- [Work to complete]:
**A.** Answer these questions from the article on the Dr. Kerry English Creative Fellowship:
(i) How much money did Olga Garay-English commit to Foster Up each year, and for how many years?
(ii) How many students will the Fellowship fund?
(iii) Which two community-based groups had partnered with Duckler's company in the Foster Up program before the fellowship?
**B.** In the article on the Dr. Kerry English Creative Fellowship, copy out the stretch from "In a recent" through "of the youth.", renaming "Duckler" as "Heidi Duckler" everywhere it occurs.
**C.** For each statement, say whether it agrees with the article on the Dr. Kerry English Creative Fellowship, and quote the words that decide it:
(i) Dr. Kerry English died of ALS.
(ii) Each student is funded by the Fellowship for a full year.
(iii) Olga Garay-English once headed the LA City Cultural Affairs Department.

A doctor, a judge and a choreographer walk into a room… Not the opening for a shaggy dog story, but components of the Dr. Kerry English Creative Fellowship. The newly announced fellowship provides five years of funding for Foster Up, a program from Heidi Duckler Dance using the arts to help youth transitioning out of foster care.
The long-time head of Martin Luther King Medical Center’s pediatric department, Dr. Kerry English died of ALS in April. His widow Olga Garay-English established the new fellowship in his name, committing to provide $15,000 annually for five years to Foster Up.
Garay-English described the fellowship as reflecting her late husband’s two greatest passions—children and the arts, especially theater. She is no stranger to the arts in her own right, having headed the LA City Cultural Affairs Department and served as the Ford Theaters’ interim head where she crossed paths with choreographer Heidi Duckler years before Duckler and her company began their current artists residency at the MLK Medical Center.
The judge involved is the Hon. Martha Matthews, a judge at the court supervising children in foster care who provided valuable perspective and advice in the development of the fellowship program. Two students will be funded by the six month Fellowship. The committee also will select two artists to teach and mentor.
In a recent interview, Duckler described how the new fellowship provides important support that will help further the mission of Foster Up.
“Foster children are some of the most vulnerable in our society. While they are in foster care there is court and county oversight, until the day they turn 18 and suddenly they are out of foster care, often without much transition or preparation for becoming an adult,” Duckler explained. “The fellowship reflects the doctor and his wife’s deep roots in L.A., their devotion to L.A. arts, and their deep commitment to the vulnerable youth in foster care,” she added.
Duckler sees the fellowship as supporting needed innovation in the youth foster care sphere and critical to the long-term growth of the youth.
“I believe exposure to the arts is a key to assuring young people in foster care that they can make a strong, successful transition to adulthood, and hopefully equip them to break free from the intergenerational cycle of foster care, poverty, and hopelessness.” Duckler said. “With the additional isolating factor of the pandemic, the need for support has never been as critical as now,” she added.
While the HDD artists residency is centered at the MLK medical campus, Duckler and her company also have been involved with the surrounding Watts-Willowbrook community. Well-attended outdoor performances on the MLK campus have introduced HDD’s site specific artistry to the community and other HDD programs have involved school children with elements of performance. Even before the fellowship, Duckler’s company had partnered with two community-based groups To Raise a Child and The Right Way Foundation in the Foster Up program.

- [Collected data entries]:
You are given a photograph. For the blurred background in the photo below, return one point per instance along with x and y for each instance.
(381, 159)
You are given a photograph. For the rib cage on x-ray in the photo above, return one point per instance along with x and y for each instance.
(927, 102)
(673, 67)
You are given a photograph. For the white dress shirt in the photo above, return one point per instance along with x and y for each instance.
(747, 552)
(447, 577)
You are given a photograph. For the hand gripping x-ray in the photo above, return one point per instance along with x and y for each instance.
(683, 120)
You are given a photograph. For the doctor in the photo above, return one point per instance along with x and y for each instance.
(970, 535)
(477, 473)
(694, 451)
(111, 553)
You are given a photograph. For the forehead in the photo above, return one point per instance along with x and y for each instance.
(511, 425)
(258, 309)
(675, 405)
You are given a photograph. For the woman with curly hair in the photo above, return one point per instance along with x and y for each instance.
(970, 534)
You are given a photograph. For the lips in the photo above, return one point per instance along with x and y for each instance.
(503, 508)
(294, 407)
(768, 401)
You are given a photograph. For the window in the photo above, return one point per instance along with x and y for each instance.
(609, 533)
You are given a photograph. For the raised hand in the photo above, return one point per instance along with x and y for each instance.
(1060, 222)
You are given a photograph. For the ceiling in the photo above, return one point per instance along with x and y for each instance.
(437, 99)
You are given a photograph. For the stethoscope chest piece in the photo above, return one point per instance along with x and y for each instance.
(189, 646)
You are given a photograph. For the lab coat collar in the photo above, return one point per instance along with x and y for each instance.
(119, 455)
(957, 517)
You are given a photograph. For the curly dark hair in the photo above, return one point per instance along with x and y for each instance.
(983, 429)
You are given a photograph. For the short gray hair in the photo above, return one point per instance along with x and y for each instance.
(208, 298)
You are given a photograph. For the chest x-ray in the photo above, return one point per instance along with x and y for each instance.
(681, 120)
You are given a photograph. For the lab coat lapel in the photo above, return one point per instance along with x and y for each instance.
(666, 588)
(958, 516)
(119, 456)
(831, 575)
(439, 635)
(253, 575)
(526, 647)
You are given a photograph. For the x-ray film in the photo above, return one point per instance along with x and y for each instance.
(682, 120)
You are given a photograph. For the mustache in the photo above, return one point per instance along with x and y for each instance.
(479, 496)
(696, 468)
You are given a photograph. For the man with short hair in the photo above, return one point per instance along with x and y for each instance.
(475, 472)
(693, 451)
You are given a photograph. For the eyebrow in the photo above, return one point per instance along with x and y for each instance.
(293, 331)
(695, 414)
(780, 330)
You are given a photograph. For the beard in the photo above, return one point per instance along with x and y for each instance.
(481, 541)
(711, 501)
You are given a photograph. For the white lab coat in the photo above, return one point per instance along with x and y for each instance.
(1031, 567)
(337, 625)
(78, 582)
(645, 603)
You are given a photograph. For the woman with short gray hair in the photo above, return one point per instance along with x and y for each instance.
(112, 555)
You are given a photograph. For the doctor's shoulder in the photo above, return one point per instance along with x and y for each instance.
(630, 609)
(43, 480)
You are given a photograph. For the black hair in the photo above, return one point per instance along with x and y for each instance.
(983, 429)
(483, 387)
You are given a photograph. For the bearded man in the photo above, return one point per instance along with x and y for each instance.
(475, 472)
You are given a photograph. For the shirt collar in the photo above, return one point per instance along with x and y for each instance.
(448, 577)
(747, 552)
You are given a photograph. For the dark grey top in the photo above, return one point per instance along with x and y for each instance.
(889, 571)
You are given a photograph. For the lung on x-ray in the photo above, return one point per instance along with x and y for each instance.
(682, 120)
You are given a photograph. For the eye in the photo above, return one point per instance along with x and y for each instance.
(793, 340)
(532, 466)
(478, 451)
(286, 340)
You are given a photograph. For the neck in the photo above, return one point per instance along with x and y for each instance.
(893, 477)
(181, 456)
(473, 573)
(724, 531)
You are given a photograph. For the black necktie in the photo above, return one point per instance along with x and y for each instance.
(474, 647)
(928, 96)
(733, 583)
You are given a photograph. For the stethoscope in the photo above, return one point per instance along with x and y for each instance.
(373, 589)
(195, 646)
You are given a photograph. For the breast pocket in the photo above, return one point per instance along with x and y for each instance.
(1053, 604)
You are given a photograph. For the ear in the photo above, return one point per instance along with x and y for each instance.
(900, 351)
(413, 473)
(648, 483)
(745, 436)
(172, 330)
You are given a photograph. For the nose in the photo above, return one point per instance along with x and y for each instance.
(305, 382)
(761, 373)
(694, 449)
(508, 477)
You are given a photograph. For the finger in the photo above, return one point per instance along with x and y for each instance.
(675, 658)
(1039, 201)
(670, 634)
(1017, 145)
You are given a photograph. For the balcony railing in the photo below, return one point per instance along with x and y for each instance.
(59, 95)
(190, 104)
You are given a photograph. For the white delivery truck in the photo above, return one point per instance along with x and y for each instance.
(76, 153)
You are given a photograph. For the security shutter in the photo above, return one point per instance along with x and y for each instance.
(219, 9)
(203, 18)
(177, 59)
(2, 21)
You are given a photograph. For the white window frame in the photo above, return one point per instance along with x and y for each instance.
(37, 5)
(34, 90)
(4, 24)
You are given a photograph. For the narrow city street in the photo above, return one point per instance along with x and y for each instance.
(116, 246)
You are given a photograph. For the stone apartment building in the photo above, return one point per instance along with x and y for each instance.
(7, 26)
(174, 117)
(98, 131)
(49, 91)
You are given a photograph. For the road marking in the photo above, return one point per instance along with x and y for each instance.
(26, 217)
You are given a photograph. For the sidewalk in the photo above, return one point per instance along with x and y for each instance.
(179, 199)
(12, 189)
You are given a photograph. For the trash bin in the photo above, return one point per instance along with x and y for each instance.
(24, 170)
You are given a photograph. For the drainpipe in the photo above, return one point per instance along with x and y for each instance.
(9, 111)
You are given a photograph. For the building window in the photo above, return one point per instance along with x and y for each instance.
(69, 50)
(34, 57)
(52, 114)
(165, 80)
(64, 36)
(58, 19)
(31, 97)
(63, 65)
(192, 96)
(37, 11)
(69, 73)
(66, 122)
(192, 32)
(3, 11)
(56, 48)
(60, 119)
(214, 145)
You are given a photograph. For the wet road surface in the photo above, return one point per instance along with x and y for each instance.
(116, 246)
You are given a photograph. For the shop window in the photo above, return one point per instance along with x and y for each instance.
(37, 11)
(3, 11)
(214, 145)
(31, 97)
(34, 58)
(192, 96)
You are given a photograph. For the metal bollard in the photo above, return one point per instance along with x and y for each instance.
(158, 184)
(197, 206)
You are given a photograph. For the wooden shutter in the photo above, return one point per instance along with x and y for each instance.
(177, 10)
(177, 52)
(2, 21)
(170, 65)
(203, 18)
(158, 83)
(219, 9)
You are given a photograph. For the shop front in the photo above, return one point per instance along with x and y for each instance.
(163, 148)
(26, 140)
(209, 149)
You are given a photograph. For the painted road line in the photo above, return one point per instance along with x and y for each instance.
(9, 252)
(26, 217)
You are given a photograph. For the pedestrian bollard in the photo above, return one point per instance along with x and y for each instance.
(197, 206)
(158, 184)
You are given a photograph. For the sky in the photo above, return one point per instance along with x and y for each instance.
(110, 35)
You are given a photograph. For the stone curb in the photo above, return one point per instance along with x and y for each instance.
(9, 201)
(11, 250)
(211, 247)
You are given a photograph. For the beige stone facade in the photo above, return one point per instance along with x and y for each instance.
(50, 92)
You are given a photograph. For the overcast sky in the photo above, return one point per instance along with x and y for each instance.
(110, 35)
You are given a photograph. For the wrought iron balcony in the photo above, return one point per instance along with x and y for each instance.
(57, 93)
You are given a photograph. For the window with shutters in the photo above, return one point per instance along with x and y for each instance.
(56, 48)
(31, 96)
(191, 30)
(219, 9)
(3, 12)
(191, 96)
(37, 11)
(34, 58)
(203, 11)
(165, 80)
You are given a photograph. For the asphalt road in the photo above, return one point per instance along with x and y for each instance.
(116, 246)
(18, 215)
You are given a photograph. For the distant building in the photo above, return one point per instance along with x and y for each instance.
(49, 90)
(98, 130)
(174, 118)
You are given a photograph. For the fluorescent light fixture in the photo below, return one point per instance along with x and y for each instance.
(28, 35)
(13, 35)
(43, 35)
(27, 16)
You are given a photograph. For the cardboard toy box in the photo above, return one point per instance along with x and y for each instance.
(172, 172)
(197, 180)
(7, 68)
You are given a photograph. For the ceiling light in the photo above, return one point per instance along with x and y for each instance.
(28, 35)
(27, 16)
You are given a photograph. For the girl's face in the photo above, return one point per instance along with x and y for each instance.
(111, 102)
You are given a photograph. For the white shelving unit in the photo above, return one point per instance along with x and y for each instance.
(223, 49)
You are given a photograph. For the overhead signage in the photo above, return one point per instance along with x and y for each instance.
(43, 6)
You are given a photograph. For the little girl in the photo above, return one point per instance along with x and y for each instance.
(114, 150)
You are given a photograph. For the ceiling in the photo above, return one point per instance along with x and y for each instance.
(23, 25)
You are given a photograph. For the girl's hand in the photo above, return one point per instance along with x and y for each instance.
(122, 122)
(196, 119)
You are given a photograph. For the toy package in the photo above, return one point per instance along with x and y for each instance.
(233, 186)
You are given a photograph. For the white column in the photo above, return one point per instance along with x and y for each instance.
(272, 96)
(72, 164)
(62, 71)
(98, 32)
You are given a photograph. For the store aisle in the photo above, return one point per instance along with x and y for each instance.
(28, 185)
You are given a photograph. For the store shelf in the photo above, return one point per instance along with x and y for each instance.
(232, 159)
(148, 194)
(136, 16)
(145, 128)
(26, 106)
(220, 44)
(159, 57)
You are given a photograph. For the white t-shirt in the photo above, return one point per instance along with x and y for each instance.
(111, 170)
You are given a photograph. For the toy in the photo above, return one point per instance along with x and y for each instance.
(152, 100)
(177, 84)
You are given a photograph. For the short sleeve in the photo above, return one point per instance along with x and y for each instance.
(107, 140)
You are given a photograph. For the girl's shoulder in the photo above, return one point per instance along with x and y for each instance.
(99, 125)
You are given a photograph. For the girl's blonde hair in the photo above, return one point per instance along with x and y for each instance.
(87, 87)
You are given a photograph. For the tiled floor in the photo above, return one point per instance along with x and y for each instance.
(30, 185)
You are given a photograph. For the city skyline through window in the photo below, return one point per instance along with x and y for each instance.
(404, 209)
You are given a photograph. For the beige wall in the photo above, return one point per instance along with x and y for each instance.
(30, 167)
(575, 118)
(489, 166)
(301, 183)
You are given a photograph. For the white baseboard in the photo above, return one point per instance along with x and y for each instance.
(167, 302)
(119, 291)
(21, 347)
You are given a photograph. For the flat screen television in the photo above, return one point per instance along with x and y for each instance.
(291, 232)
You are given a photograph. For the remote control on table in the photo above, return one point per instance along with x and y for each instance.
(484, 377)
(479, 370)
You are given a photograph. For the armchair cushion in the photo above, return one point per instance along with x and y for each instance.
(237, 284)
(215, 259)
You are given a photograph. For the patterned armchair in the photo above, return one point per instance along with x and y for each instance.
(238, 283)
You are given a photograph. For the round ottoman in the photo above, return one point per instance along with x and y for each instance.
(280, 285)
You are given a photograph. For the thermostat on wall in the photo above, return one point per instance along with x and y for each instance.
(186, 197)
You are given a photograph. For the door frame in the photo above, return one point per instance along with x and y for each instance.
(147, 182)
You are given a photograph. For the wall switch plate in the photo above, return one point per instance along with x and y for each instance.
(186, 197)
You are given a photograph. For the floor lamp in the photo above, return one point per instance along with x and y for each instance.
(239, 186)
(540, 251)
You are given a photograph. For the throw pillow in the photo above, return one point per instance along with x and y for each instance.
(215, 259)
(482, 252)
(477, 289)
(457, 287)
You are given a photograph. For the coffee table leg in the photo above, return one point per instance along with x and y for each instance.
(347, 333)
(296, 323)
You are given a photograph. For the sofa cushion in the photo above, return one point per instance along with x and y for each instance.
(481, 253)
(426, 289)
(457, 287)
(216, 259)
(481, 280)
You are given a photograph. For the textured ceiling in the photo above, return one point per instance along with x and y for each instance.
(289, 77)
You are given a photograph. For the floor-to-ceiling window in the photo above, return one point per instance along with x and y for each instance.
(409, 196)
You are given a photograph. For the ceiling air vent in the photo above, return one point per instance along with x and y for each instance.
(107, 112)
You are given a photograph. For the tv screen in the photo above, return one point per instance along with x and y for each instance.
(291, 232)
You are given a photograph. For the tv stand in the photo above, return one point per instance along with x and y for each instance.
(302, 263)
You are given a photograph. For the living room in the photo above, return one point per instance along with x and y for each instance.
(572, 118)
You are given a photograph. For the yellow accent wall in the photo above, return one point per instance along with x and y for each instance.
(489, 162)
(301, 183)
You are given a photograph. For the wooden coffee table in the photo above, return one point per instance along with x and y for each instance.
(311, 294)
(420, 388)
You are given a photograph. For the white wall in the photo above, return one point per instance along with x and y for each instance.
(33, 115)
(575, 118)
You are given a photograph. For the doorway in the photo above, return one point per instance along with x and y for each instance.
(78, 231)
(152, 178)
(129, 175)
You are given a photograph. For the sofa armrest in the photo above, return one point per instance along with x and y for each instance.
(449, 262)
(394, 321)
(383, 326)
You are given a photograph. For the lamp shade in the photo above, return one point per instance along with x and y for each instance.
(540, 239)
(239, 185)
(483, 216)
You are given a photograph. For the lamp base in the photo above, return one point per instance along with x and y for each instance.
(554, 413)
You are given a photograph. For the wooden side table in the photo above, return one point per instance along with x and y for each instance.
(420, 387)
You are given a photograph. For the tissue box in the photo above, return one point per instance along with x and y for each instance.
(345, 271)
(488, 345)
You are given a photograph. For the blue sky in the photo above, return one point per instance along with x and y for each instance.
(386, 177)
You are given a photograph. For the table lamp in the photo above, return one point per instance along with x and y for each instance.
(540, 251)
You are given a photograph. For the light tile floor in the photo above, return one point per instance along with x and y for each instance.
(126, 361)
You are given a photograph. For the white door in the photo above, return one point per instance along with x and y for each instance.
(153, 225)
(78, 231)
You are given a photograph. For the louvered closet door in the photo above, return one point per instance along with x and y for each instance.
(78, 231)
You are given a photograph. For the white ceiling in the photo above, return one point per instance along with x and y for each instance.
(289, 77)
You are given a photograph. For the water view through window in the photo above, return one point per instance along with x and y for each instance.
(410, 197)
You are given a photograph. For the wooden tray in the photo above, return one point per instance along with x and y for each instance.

- [Solved tasks]:
**A.**
(i) $15,000 a year for five years
(ii) Two
(iii) To Raise a Child and The Right Way Foundation

**B.**
In a recent interview, Heidi Duckler described how the new fellowship provides important support that will help further the mission of Foster Up.
“Foster children are some of the most vulnerable in our society. While they are in foster care there is court and county oversight, until the day they turn 18 and suddenly they are out of foster care, often without much transition or preparation for becoming an adult,” Heidi Duckler explained. “The fellowship reflects the doctor and his wife’s deep roots in L.A., their devotion to L.A. arts, and their deep commitment to the vulnerable youth in foster care,” she added.
Heidi Duckler sees the fellowship as supporting needed innovation in the youth foster care sphere and critical to the long-term growth of the youth.

**C.**
(i) Yes: "Dr. Kerry English died of ALS in April."
(ii) No: "Two students will be funded by the six month Fellowship."
(iii) Yes: "having headed the LA City Cultural Affairs Department"